___ ENTRIES SUPPLIED ___
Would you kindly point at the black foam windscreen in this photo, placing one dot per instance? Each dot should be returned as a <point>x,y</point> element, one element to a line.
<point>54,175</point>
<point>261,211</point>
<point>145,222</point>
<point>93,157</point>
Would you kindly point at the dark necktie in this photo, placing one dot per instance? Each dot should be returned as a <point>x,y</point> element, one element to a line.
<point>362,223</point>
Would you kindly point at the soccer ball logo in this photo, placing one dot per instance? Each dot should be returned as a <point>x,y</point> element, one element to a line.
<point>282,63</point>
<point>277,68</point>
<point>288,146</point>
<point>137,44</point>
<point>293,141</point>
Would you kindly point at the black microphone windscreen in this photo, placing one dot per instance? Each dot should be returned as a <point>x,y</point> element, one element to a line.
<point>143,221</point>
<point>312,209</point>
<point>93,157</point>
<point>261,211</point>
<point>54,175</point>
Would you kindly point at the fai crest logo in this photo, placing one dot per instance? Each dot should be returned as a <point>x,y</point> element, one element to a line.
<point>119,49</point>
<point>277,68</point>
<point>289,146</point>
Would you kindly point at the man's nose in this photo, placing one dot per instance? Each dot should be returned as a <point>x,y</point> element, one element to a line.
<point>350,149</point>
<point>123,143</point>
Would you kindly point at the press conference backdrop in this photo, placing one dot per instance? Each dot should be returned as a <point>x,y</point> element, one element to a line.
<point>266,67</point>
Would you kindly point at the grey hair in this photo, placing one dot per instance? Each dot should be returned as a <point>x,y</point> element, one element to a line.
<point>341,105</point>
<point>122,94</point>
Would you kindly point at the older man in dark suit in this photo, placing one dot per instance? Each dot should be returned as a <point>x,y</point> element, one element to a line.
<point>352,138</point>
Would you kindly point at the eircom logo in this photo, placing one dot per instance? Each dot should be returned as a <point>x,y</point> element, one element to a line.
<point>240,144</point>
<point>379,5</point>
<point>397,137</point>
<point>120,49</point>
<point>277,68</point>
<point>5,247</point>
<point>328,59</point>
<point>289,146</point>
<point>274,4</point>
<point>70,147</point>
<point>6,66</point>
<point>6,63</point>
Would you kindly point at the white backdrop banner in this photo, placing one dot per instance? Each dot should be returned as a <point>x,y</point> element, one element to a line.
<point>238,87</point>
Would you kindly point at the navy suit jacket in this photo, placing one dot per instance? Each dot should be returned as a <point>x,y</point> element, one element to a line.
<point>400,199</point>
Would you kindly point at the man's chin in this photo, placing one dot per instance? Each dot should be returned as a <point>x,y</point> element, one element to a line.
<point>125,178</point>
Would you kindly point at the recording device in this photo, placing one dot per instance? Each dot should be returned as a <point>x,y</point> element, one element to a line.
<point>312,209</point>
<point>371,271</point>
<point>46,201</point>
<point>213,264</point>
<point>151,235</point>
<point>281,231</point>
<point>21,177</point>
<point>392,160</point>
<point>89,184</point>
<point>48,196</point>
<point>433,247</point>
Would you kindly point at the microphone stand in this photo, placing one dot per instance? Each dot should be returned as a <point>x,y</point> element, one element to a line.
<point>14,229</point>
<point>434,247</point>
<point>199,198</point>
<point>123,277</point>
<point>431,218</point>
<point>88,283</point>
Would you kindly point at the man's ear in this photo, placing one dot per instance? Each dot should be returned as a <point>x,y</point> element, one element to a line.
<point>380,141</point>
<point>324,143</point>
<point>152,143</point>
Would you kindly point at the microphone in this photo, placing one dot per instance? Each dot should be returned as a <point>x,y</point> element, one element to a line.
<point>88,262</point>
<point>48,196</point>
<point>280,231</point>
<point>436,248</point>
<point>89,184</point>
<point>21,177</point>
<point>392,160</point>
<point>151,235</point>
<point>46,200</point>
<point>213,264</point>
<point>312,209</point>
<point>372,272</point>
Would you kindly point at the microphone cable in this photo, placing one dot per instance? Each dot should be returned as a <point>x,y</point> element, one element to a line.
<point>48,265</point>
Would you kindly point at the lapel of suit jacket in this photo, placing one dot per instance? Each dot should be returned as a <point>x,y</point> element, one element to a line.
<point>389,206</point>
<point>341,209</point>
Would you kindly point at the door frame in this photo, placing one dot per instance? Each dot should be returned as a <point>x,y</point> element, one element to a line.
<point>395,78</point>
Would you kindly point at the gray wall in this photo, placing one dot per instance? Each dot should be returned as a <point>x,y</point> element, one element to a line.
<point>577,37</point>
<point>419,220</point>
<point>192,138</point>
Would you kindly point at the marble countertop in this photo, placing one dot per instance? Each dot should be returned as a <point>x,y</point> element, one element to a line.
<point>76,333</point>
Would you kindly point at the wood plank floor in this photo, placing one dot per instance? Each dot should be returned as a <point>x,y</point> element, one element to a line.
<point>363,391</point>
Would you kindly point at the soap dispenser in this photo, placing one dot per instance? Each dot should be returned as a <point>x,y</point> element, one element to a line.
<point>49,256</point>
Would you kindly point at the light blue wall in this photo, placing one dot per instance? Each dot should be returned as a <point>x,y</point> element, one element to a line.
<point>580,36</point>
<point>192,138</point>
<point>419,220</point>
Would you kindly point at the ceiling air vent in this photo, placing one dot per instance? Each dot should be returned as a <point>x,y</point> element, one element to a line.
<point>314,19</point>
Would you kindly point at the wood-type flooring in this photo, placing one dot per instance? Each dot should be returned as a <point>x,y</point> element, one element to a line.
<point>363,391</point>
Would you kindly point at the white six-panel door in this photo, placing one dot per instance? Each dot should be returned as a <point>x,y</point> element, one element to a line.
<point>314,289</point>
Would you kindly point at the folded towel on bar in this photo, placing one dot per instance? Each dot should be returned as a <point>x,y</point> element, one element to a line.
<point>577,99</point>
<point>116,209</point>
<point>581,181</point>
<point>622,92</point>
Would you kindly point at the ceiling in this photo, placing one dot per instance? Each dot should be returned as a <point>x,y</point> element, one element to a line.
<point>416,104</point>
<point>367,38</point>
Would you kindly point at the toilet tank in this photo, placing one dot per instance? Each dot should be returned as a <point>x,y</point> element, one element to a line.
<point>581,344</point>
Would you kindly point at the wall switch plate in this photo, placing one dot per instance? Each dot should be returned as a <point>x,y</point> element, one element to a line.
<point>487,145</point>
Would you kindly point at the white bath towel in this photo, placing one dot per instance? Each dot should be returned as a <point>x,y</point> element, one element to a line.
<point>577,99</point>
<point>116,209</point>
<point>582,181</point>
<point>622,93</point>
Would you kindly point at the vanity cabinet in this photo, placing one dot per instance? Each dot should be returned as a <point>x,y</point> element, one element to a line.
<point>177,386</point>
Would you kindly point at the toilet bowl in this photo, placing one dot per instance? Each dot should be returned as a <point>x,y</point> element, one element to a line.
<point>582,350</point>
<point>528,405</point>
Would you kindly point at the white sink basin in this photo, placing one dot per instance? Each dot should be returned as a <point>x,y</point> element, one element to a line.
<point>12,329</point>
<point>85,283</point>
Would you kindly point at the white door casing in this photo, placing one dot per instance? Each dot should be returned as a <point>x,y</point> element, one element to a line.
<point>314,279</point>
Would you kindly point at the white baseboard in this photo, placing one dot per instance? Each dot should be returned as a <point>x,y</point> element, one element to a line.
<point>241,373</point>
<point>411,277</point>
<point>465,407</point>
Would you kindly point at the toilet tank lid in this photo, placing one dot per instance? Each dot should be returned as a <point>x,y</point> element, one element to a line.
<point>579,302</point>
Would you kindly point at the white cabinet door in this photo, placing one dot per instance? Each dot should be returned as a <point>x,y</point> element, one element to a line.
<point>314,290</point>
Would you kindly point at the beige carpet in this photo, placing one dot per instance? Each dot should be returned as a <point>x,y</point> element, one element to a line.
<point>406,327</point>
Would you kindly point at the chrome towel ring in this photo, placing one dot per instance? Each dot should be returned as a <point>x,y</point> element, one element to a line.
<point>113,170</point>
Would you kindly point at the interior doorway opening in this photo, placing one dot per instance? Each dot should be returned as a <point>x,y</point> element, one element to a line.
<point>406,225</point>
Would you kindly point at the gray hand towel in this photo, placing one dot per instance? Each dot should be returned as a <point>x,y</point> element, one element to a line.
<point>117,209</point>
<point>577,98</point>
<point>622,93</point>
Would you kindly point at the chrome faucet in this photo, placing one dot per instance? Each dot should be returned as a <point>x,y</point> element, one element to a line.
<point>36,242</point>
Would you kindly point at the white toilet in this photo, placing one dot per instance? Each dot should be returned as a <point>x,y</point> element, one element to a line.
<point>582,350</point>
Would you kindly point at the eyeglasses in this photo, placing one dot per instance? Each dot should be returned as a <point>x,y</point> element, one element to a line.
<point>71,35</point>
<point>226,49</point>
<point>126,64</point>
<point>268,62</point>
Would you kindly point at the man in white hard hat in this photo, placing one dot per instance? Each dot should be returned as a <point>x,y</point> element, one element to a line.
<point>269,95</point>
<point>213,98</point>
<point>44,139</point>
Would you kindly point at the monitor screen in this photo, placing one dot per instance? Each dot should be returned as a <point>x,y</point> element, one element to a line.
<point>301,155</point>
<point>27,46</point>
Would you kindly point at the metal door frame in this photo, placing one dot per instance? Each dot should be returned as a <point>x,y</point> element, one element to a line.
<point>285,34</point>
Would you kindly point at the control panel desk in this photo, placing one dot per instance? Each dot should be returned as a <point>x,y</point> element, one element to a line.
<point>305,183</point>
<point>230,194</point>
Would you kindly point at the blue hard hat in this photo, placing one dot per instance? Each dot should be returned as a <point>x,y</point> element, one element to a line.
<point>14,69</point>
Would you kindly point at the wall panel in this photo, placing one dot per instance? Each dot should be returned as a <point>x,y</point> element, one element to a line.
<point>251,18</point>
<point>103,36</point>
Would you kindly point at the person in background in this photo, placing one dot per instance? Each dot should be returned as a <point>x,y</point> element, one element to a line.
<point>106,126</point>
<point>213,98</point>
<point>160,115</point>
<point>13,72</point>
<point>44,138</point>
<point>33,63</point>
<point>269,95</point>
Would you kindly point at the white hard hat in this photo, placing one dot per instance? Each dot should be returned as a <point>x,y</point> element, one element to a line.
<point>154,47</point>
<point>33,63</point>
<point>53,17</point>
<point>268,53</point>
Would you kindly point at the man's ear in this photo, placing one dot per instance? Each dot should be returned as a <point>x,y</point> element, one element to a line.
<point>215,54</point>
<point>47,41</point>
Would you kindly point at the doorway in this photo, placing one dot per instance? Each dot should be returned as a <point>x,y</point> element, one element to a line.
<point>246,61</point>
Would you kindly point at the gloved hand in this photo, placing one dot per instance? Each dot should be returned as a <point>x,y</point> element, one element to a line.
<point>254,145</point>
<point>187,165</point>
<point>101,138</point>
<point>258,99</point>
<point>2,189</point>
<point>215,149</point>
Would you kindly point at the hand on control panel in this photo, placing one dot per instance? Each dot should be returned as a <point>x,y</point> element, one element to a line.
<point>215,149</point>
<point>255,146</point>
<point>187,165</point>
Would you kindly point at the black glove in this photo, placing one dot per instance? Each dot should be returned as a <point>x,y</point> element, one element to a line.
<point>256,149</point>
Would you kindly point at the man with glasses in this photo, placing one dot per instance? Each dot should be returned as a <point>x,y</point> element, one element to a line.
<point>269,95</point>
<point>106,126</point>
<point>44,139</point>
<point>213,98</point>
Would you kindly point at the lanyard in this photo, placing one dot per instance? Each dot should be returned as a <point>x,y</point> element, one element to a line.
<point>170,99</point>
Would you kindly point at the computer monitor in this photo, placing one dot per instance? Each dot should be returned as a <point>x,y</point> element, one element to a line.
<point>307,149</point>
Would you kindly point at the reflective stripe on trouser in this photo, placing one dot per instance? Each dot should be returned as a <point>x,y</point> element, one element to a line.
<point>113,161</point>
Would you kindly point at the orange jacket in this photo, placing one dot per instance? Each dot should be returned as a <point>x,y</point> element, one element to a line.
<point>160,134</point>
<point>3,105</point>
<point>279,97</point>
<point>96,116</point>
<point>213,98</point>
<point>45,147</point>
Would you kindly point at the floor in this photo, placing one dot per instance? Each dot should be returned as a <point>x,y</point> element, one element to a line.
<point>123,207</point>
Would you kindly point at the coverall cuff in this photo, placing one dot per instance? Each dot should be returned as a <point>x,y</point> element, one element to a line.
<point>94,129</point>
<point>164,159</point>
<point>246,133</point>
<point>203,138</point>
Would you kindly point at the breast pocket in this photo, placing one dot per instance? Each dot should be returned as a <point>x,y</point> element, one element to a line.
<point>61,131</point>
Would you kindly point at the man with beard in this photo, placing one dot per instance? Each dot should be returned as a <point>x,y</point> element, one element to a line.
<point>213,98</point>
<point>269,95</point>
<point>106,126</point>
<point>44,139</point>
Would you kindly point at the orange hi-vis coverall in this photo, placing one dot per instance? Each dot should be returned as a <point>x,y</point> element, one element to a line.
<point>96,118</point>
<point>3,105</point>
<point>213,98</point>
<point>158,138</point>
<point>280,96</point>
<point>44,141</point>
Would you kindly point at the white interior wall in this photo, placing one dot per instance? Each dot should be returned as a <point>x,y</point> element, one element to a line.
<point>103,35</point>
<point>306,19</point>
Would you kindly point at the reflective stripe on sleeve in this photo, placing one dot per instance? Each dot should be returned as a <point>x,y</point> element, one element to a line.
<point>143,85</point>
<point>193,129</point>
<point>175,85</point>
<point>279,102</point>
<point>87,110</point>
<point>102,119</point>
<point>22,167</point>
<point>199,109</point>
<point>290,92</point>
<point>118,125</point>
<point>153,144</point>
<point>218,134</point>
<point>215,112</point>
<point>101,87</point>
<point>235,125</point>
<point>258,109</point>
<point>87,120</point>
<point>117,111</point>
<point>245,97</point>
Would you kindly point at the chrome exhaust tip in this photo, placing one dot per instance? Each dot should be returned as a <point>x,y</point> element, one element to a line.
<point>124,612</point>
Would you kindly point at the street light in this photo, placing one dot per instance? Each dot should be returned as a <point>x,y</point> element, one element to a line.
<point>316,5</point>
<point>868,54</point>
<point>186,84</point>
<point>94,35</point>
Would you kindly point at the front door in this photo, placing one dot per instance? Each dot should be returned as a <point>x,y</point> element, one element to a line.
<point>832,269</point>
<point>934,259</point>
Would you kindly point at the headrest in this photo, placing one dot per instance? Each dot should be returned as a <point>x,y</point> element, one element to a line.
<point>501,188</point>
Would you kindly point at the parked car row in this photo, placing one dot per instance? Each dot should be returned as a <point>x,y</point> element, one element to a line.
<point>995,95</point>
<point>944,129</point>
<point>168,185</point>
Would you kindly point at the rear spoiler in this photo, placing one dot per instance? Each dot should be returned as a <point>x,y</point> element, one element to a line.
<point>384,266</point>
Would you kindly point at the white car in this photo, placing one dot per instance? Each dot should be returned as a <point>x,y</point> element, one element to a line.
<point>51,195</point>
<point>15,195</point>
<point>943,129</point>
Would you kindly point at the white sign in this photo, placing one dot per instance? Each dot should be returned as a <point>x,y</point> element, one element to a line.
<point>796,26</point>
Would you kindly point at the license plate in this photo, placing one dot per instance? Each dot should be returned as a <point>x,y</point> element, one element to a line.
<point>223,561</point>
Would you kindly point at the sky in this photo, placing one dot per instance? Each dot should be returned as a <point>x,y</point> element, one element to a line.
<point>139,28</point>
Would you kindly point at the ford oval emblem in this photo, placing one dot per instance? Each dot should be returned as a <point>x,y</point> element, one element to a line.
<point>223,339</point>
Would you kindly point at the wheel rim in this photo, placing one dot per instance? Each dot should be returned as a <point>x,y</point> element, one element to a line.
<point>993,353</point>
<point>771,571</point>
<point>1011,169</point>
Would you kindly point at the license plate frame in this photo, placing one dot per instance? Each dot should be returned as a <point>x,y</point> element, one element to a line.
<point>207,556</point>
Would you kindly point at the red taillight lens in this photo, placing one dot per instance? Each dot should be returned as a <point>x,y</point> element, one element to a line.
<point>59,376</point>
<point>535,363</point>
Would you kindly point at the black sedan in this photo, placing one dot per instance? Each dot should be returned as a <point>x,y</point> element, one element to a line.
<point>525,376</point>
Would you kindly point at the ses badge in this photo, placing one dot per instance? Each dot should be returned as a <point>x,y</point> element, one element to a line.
___
- _WORK REQUIRED_
Repeat the lines above word for word, from the line containing "Would you kindly point at the black glove" through the line containing "<point>45,147</point>", including both of those lines.

- _FULL ANSWER_
Would you kindly point at the black glove in this photo, placing one dot per instance? Each dot should be returned as a <point>x,y</point> element, one element to a line.
<point>256,149</point>
Would you kindly point at the man with glasses in this photo, placing one dot per instance? Each dot should be returned as a <point>x,y</point> element, one element to a line.
<point>269,95</point>
<point>106,126</point>
<point>44,139</point>
<point>213,98</point>
Would you kindly point at the lanyard in this photo, placing one dot per instance? Each dot should be returned as a <point>x,y</point> element, one element to a line.
<point>170,99</point>
Would you kindly point at the computer monitor in this photo, placing one dot per instance? Each dot should be returned as a <point>x,y</point> element, one element to a line.
<point>307,149</point>
Would you kindly point at the reflective stripe on trouser in this photo, placing one dot per instance? Each dot should be returned as a <point>x,y</point> element, one element to a line.
<point>113,161</point>
Would you kindly point at the orange jacket in this photo, placing one dot per instance? Each dot should be returned as a <point>x,y</point> element, one element to a line.
<point>160,134</point>
<point>3,105</point>
<point>279,97</point>
<point>96,116</point>
<point>213,98</point>
<point>45,147</point>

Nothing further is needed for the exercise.